===== Material for this task

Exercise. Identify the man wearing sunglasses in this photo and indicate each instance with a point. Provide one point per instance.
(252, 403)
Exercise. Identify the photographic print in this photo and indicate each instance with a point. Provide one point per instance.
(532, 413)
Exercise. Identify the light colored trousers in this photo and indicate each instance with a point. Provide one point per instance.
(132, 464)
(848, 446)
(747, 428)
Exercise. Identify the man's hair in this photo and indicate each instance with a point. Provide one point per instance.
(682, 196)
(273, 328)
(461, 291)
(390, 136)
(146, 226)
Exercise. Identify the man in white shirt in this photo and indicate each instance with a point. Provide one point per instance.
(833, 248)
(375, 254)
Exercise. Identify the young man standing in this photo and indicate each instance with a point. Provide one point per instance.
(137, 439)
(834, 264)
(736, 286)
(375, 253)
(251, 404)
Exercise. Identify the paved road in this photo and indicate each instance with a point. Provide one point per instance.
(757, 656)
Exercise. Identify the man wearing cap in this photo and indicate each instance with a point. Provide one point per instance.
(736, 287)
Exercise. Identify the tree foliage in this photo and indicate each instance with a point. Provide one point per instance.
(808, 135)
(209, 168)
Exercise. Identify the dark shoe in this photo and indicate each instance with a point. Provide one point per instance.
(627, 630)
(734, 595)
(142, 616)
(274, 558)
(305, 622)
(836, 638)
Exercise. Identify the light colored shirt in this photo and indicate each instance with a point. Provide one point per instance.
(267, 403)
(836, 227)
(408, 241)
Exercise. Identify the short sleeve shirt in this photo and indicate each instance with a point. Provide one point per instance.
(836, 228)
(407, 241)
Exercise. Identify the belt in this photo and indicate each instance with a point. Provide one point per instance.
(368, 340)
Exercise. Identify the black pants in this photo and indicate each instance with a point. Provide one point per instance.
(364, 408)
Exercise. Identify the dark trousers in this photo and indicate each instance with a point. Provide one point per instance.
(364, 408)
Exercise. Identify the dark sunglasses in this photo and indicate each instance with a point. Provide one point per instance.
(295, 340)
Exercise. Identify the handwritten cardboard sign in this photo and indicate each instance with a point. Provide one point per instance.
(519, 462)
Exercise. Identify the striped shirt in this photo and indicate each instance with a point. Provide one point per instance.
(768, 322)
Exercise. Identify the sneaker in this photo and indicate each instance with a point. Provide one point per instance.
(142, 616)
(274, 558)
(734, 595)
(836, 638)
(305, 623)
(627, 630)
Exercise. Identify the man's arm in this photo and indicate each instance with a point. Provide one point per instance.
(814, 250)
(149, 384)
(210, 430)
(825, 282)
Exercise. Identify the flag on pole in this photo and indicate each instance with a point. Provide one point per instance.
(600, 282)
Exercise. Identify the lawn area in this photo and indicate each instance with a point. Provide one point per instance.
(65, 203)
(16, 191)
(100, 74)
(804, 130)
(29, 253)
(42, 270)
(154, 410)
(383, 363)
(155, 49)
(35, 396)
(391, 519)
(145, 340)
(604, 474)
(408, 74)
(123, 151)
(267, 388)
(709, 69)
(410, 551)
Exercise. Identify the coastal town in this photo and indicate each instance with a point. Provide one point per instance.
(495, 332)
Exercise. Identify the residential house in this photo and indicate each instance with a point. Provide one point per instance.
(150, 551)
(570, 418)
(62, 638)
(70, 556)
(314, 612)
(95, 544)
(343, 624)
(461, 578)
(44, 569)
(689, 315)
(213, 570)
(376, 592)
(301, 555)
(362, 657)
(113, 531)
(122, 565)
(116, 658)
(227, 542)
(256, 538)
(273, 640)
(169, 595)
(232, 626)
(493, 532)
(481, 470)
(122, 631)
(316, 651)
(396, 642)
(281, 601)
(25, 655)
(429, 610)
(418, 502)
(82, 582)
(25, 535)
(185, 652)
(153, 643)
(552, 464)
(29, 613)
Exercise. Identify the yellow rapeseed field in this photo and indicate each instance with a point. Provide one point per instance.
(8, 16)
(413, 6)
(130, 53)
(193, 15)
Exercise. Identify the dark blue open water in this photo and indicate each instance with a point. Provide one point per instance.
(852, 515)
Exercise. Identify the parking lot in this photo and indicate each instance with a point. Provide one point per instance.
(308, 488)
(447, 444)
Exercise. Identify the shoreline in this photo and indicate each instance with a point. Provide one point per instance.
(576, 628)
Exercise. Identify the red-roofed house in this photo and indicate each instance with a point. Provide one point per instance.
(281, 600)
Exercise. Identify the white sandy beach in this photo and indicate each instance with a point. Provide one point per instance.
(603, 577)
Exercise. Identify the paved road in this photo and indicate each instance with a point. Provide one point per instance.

==========

_Work to do_
Transcribe the full listing above without leaving anything out.

_Solution_
Exercise. Identify the man wearing sunglasses in this photo and indicate each instance with a point. Provide one point per instance.
(252, 403)
Exercise. Identify the photographic print in this photo and indicate each instance with a point. Provide one point per instance.
(532, 413)
Exercise. Identify the light colored trousers in this photo and indicate each instance with a point. Provide one point per instance.
(132, 464)
(848, 446)
(747, 428)
Exercise. Identify the man's hair in this photo and indicate each instance with a point. Provide one point per instance.
(682, 196)
(273, 328)
(461, 291)
(390, 136)
(146, 226)
Exercise. Identify the man in white shirt in this photo and indicate each instance with a point. Provide one point per instance.
(833, 248)
(375, 254)
Exercise. Identify the young man standing in this photo and indicate each instance with a point. Provide one point per instance.
(137, 439)
(834, 264)
(736, 286)
(375, 253)
(251, 404)
Exercise. Identify the paved road in this photo and indicate each instance with a point. Provide one point per instance.
(757, 656)
Exercise. Identify the man wearing cap in this photo and indicate each instance with a point. Provide one point per instance.
(736, 287)
Exercise. Identify the tree foliage in this photo and indicate each instance with a point. Provide one point per instance.
(808, 135)
(209, 168)
Exercise. Identify the dark shoe in this photo and indicate each instance with a point. Provide one point per instance.
(627, 630)
(734, 595)
(142, 616)
(274, 558)
(305, 622)
(836, 638)
Exercise. Identify the light colored shirt in this photo and indicate each instance with a point. Provide one point per instance.
(267, 403)
(836, 227)
(408, 241)
Exercise. Identify the short sleeve shirt in this photo and indicate each instance with a point. Provide one point per instance.
(836, 228)
(407, 241)
Exercise. Identify the belt in this photo and indicate each instance with a point. Provide one point per instance.
(368, 340)
Exercise. Identify the black pants in this photo and indicate each instance with a point. Provide one point per instance.
(364, 408)
Exercise. Identify the dark trousers in this photo and indicate each instance with a point. Provide one point per instance.
(364, 408)
Exercise. Identify the dark sunglasses in this photo and indicate each instance with a point. Provide one point per instance.
(295, 340)
Exercise. Identify the handwritten cardboard sign in this photo and indicate each instance with a point. Provide one point per instance.
(519, 462)
Exercise. Identify the striped shirt in this photo and indicate each instance with a point. Provide one point per instance.
(768, 322)
Exercise. Identify the sneaker in this photo and indicate each instance with a point. Provide one point per instance.
(142, 616)
(274, 558)
(734, 595)
(836, 638)
(305, 623)
(627, 630)
Exercise. Identify the man's arm in this photo and indicate each instance with a point. Provide one point per instance.
(814, 250)
(149, 384)
(210, 430)
(825, 282)
Exercise. Identify the flag on pole in this photo and indicate each instance with a point. Provide one point per instance.
(600, 282)
Exercise. Identify the lawn area in this photo and indicate each instance with a point. Provide one point per instance.
(65, 203)
(16, 191)
(100, 74)
(804, 130)
(29, 253)
(42, 270)
(154, 410)
(383, 363)
(155, 49)
(35, 396)
(391, 519)
(145, 340)
(604, 474)
(408, 74)
(123, 151)
(267, 388)
(709, 69)
(410, 551)
Exercise. Identify the coastal town in this photo and indicate each instance with a point. Provide one point per instance.
(495, 332)
Exercise. Identify the residential house in this photo and indicate each instance with a point. Provide one point per instance.
(150, 551)
(570, 418)
(62, 638)
(70, 556)
(314, 612)
(95, 544)
(343, 624)
(461, 578)
(44, 569)
(689, 315)
(213, 570)
(376, 592)
(301, 555)
(362, 657)
(113, 531)
(122, 565)
(116, 658)
(227, 542)
(256, 538)
(273, 640)
(169, 595)
(232, 626)
(493, 532)
(481, 470)
(122, 631)
(316, 651)
(396, 642)
(281, 601)
(25, 655)
(429, 610)
(418, 502)
(82, 582)
(25, 535)
(185, 652)
(153, 643)
(552, 464)
(29, 613)
Exercise. Identify the yellow rapeseed field in this photo and indicate each instance with a point. Provide one point per instance.
(8, 16)
(413, 6)
(130, 53)
(193, 15)
Exercise. Identify the dark blue open water in this photo and indicate each instance with a point. Provide one point per instance.
(852, 515)
Exercise. Identify the parking lot in this photo and indicate each instance with a point. Provide one point per instance.
(308, 488)
(447, 444)
Exercise. Identify the shoreline in this photo and indicate each instance with a point. Provide one point per instance.
(576, 628)
Exercise. Identify the red-roofed house in this photo and indicate each instance with a point. Provide one point per instance.
(281, 600)
Exercise. Identify the white sandy beach in this photo and indicate each instance with a point. Provide one point per instance.
(603, 577)
Exercise. Identify the paved road in this photo and indicate each instance with a point. Provide one point per instance.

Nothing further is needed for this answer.